Public access census data from 2016 were used to derive geographic variables. CLSA questionnaire data were linked to census data via the first three digits of participants’ postal code (Forward Sortation Area, FSA). Postal codes are used by Canada Post for the purpose of sorting and delivering mail, with FSAs representing geographic areas. As of 2011, there were 1638 FSAs in Canada .
The present study received ethics approval from the University of Manitoba’s Health Research Ethics Board.
A total of 51,338 participants living in 1558 FSAs participated in the CLSA baseline. Of these, FSAs with less than 10 participants were excluded from analyses, as estimates of social isolation and loneliness are less meaningful for these FSAs. Our final sample included 48,330 participants aged 45 to 85 from 977 FSAs. Because of missing values on some variables, the unweighted sample size in the analyses for social isolation was 47,752; for loneliness the final sample size was 47,818. A comparison of FSAs that were included in the analyses to those excluded indicated that they were comparable (e.g., 51.0% versus 50.4% for the % women in the FSAs). CLSA participants were also similar. For example, 51% of CLSA participants in the included FSAs were female and 5.6% had a household income of less than $20,000, compared to 50.2% and 6.3%, respectively in the excluded FSAs.
Social isolation has been defined in different ways in previous literature . Conceptually, our definition was guided by the Convoy Model of Social Relationships, according to which individuals are surrounded by a series of social network ties that range from closest to less close . Spouses tend to play a key role in people’s social networks, followed by children, siblings (or other relatives), and friends. Consistent with the finding that a variety of social network members play an important role in people’s lives [19,20], contact with these network members has been used to define social isolation in previous research [16–18].
A social isolation index was derived based on five sets of questions: 1) marital status (married or living in a common-law relationship; never married or never lived with a partner; divorced; separated; widowed); 2) living arrangements (number of people currently living in household); 3) when participants last got together with each of the following social network members living outside of their household: children, siblings, close friends, and neighbors (1 = within the last day or two; 2 = within the last week or two; 3 = within the past month; 4 = within the past 6 months; 5 = within the past year; 6 = more than 1 year ago); 4) retirement status (retired, working part-time/full-time); and, social participation in eight activities in the past 12 months (e.g., family or friendship based activities, church or religious activities, sports or physical activities, and educational and cultural activities; 1 = at least once a day; 2 = at least once a week; 3 = at least once a month; 4 = at least once a year; 5 = never)(see https://datapreview.clsa-elcv.ca/ for the entire questionnaire). The social participation questions were recoded such that response categories 4 and 5 were coded as 0 (i.e. less than once a month), and response categories 1–3 were coded as 1 (i.e. at least once a month or more often). The re-coded variables were then summed to create a new score ranging from 0–8.

* [Data extract]:
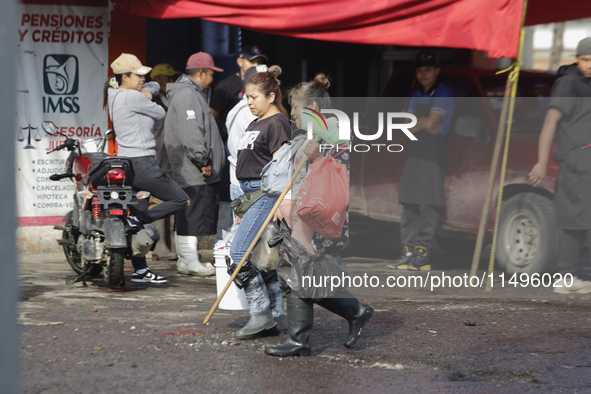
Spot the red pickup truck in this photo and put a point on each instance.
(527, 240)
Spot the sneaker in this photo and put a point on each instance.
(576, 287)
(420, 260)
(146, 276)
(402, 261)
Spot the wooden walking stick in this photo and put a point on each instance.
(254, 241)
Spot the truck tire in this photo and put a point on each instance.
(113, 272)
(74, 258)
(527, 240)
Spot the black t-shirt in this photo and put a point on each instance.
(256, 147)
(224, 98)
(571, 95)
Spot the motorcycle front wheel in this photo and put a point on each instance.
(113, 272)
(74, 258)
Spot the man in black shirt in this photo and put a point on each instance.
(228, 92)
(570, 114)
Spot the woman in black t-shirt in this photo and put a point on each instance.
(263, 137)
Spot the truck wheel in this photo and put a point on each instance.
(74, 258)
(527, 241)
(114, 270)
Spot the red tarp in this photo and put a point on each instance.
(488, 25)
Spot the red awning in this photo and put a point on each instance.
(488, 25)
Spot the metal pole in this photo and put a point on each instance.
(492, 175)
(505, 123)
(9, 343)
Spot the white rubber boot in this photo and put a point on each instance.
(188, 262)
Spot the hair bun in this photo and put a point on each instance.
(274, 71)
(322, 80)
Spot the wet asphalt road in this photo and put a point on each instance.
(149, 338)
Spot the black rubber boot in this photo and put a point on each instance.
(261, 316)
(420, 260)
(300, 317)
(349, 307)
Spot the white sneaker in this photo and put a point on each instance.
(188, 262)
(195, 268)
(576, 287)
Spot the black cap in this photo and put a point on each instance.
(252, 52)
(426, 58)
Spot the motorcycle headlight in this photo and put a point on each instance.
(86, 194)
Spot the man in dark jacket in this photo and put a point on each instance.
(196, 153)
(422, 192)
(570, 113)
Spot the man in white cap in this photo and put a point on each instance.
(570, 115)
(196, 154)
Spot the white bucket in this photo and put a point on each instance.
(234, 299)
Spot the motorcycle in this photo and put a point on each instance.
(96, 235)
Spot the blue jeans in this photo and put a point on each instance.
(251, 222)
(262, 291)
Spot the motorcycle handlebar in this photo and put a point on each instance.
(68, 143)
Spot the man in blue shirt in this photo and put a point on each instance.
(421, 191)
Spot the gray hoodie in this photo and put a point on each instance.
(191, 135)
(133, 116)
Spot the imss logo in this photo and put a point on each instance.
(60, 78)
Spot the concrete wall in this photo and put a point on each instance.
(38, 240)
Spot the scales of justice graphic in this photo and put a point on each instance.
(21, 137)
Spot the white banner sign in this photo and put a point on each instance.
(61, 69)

* [Jobs]:
a) In the CLSA methods passage, how many FSAs did the final sample come from?
b) Retype the stretch of the CLSA methods passage from "Public access census" through "in Canada ." word for word.
The listing isn't needed here.

* [Solved tasks]:
a) 977 FSAs.

b)
Public access census data from 2016 were used to derive geographic variables. CLSA questionnaire data were linked to census data via the first three digits of participants’ postal code (Forward Sortation Area, FSA). Postal codes are used by Canada Post for the purpose of sorting and delivering mail, with FSAs representing geographic areas. As of 2011, there were 1638 FSAs in Canada .